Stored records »

*****

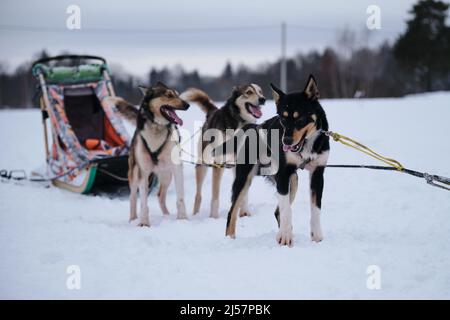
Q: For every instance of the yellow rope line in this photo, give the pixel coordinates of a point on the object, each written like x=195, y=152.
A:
x=360, y=147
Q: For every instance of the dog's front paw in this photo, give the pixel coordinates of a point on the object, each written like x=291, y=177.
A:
x=285, y=238
x=181, y=215
x=316, y=235
x=144, y=224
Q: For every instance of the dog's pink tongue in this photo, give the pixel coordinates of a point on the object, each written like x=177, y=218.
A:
x=257, y=111
x=286, y=148
x=175, y=117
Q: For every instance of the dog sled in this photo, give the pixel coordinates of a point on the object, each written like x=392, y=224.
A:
x=86, y=142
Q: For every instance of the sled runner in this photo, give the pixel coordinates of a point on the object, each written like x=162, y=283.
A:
x=86, y=143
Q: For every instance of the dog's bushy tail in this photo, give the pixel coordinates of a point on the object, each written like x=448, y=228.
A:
x=200, y=97
x=128, y=110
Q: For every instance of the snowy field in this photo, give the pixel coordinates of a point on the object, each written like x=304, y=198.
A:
x=388, y=219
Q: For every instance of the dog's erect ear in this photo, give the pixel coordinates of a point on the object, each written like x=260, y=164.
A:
x=143, y=90
x=160, y=84
x=277, y=93
x=311, y=90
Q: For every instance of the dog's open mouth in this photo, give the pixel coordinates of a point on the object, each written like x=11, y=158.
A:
x=294, y=147
x=253, y=110
x=169, y=113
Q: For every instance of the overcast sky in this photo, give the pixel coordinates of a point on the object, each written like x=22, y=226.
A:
x=153, y=30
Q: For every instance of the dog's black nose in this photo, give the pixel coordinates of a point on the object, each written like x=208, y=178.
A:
x=288, y=141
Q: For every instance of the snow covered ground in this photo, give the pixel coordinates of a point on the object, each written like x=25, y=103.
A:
x=388, y=219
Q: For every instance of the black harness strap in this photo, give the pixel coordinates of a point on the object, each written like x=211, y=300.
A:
x=155, y=154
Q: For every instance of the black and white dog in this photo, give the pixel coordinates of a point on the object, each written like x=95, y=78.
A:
x=301, y=143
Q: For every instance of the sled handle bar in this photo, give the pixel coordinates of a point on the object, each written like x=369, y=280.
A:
x=68, y=57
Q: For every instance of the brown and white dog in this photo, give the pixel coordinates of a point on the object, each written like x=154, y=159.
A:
x=154, y=148
x=242, y=107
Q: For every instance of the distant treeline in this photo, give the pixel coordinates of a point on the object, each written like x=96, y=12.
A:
x=418, y=61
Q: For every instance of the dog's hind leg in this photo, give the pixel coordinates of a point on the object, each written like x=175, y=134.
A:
x=215, y=199
x=200, y=173
x=244, y=176
x=143, y=195
x=179, y=188
x=293, y=186
x=316, y=184
x=164, y=180
x=133, y=178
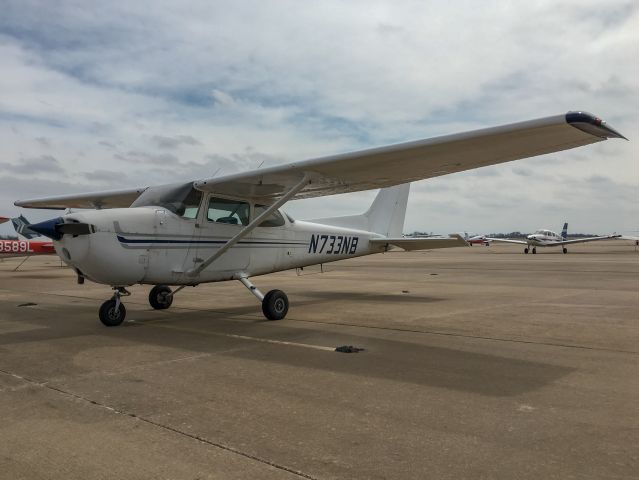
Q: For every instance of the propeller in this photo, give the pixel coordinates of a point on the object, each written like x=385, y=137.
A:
x=56, y=228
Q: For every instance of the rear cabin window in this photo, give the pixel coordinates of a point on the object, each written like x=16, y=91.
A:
x=275, y=219
x=181, y=199
x=233, y=212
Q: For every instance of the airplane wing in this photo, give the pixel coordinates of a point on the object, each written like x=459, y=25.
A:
x=385, y=166
x=430, y=243
x=587, y=239
x=507, y=240
x=106, y=199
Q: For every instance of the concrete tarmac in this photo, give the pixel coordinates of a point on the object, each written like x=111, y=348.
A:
x=479, y=362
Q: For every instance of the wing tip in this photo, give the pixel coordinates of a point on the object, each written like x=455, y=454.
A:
x=589, y=123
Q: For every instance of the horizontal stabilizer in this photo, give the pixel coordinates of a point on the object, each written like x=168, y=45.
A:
x=409, y=244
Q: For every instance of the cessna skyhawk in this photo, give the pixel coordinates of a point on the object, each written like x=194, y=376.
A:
x=548, y=238
x=231, y=228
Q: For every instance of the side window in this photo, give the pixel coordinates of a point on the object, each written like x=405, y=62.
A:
x=190, y=205
x=275, y=219
x=222, y=210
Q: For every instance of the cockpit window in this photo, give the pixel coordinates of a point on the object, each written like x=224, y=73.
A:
x=181, y=199
x=222, y=210
x=275, y=219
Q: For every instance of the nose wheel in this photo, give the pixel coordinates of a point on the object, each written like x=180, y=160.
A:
x=112, y=312
x=160, y=297
x=275, y=305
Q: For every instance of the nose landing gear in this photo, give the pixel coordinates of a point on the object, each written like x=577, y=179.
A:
x=274, y=303
x=161, y=297
x=112, y=312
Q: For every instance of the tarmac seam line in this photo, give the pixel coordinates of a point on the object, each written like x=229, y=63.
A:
x=159, y=425
x=478, y=337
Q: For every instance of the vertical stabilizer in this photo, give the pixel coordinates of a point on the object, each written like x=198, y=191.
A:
x=388, y=211
x=21, y=226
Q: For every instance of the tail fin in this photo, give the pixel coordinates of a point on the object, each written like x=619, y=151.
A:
x=21, y=225
x=385, y=216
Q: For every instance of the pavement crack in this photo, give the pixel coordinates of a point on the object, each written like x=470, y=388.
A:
x=478, y=337
x=169, y=428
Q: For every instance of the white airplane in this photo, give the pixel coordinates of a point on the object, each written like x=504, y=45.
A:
x=231, y=228
x=548, y=238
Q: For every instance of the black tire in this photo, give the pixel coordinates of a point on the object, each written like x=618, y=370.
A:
x=160, y=297
x=275, y=305
x=109, y=316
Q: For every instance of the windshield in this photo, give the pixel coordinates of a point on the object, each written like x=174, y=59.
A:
x=181, y=199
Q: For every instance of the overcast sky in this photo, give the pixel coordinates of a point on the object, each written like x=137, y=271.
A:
x=119, y=94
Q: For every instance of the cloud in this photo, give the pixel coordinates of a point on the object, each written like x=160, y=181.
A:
x=33, y=166
x=171, y=143
x=105, y=89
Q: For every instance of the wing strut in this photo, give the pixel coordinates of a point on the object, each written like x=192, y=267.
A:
x=249, y=228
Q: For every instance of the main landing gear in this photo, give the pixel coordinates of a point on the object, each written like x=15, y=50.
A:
x=112, y=312
x=274, y=303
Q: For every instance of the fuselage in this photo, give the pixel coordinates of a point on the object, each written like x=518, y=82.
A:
x=152, y=245
x=544, y=238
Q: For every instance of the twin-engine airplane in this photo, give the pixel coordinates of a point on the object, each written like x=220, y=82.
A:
x=478, y=240
x=548, y=238
x=25, y=246
x=231, y=228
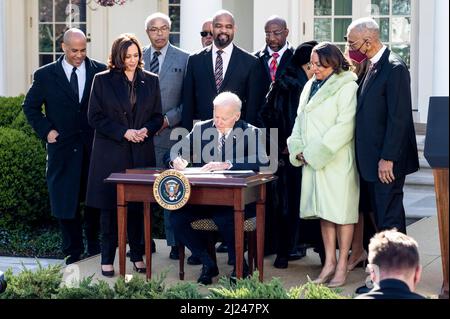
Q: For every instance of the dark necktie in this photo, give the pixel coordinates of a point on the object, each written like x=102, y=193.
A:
x=74, y=82
x=218, y=72
x=274, y=65
x=221, y=146
x=154, y=63
x=370, y=73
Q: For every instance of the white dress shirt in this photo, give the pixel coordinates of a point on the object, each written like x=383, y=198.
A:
x=226, y=56
x=81, y=75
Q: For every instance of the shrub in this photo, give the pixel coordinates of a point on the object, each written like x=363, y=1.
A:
x=23, y=189
x=41, y=284
x=42, y=242
x=86, y=290
x=249, y=288
x=10, y=107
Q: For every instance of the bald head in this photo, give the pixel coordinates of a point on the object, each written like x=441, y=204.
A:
x=365, y=27
x=276, y=20
x=74, y=47
x=73, y=33
x=223, y=13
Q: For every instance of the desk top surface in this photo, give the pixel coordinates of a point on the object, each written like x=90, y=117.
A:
x=148, y=176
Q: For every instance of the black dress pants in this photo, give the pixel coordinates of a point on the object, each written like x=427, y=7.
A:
x=108, y=221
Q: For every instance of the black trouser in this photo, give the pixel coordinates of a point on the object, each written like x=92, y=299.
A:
x=387, y=202
x=108, y=220
x=197, y=240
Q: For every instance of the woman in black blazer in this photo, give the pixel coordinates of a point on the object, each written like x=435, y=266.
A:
x=125, y=111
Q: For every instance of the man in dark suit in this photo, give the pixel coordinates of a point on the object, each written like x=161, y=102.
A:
x=221, y=67
x=394, y=266
x=63, y=88
x=276, y=54
x=386, y=148
x=169, y=62
x=226, y=143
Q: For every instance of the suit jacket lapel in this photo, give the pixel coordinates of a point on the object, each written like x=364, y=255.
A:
x=207, y=61
x=168, y=61
x=376, y=71
x=232, y=65
x=120, y=90
x=90, y=72
x=62, y=80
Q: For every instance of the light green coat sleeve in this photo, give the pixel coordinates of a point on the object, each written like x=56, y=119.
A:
x=320, y=151
x=295, y=143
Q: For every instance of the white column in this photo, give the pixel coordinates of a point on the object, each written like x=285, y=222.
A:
x=193, y=13
x=441, y=49
x=2, y=49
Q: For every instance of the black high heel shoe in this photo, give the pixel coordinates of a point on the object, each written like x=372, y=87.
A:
x=108, y=273
x=139, y=270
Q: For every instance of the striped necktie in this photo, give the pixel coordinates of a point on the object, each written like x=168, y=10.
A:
x=274, y=65
x=154, y=63
x=218, y=72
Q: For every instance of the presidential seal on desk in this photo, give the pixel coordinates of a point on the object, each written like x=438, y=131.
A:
x=171, y=189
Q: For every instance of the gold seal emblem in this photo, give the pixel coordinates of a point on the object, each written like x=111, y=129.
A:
x=171, y=189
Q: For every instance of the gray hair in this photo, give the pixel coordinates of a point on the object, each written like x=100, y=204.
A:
x=364, y=25
x=73, y=32
x=158, y=15
x=228, y=98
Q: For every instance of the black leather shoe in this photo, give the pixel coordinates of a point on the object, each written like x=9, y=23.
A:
x=108, y=273
x=281, y=262
x=139, y=270
x=299, y=254
x=208, y=272
x=194, y=260
x=245, y=274
x=72, y=259
x=222, y=248
x=174, y=253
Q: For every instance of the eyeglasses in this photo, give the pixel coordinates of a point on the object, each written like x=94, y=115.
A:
x=155, y=30
x=205, y=33
x=275, y=33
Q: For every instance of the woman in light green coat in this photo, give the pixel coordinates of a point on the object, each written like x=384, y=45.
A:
x=322, y=140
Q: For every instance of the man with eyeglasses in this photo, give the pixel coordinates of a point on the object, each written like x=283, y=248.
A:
x=169, y=62
x=221, y=67
x=385, y=140
x=206, y=33
x=276, y=54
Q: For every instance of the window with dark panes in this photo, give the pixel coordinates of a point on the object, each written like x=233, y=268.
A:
x=174, y=14
x=394, y=18
x=55, y=17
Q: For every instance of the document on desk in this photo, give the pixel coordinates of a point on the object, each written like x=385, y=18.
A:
x=197, y=170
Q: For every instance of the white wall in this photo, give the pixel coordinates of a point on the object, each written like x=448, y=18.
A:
x=16, y=48
x=193, y=14
x=243, y=15
x=107, y=23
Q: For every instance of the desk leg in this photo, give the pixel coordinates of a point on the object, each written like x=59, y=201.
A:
x=148, y=238
x=122, y=227
x=260, y=226
x=239, y=241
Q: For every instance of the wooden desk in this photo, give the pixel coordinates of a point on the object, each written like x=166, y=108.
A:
x=213, y=189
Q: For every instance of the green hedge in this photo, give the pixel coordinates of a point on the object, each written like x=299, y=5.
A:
x=47, y=283
x=23, y=189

*****

What is required » Starting at the line above that holds "Q: For every instance of the tarmac" and ending at the line that holds "Q: For every instance of the wing strut", transcribe each line exactly and include no other lines.

Exercise answer »
Q: For every instance of the tarmac seam line in this photo, give the pixel coordinates of a point on the object, each written like x=229, y=63.
A:
x=159, y=425
x=478, y=337
Q: For every instance of the vertical stabilizer in this photo, give the pixel coordinates of a point on the object, each written like x=198, y=191.
A:
x=388, y=211
x=21, y=226
Q: For every instance of the tail fin in this photo, give the pixel coordinates of a point on the object, each written like x=619, y=151.
A:
x=21, y=225
x=385, y=216
Q: For every instance of the pavement crack in this photo, give the pixel coordinates of a point on the object, each written like x=470, y=388.
A:
x=478, y=337
x=169, y=428
Q: For every instance of the white airplane in this photo, give the pixel coordinates of a point on the object, each written like x=504, y=45.
A:
x=231, y=228
x=548, y=238
Q: For every instance of the black tire in this photo, give the pixel coordinates of a point on the object, each written like x=618, y=370.
A:
x=160, y=297
x=275, y=305
x=109, y=316
Q: For every instance of the windshield in this photo, give the pixel coordinates of a point on the object, each written like x=174, y=59.
A:
x=181, y=199
Q: For every instance of the overcast sky in this photo, give the pixel coordinates of a point on the object, each written like x=137, y=271.
A:
x=119, y=94
Q: For every instance of the cloud in this photo, give the pixel coordinates of a point on the object, each written like x=160, y=181.
A:
x=33, y=166
x=171, y=143
x=105, y=89
Q: For every instance of the wing strut in this photo, give the pixel coordinates of a point on the object, each written like x=192, y=267.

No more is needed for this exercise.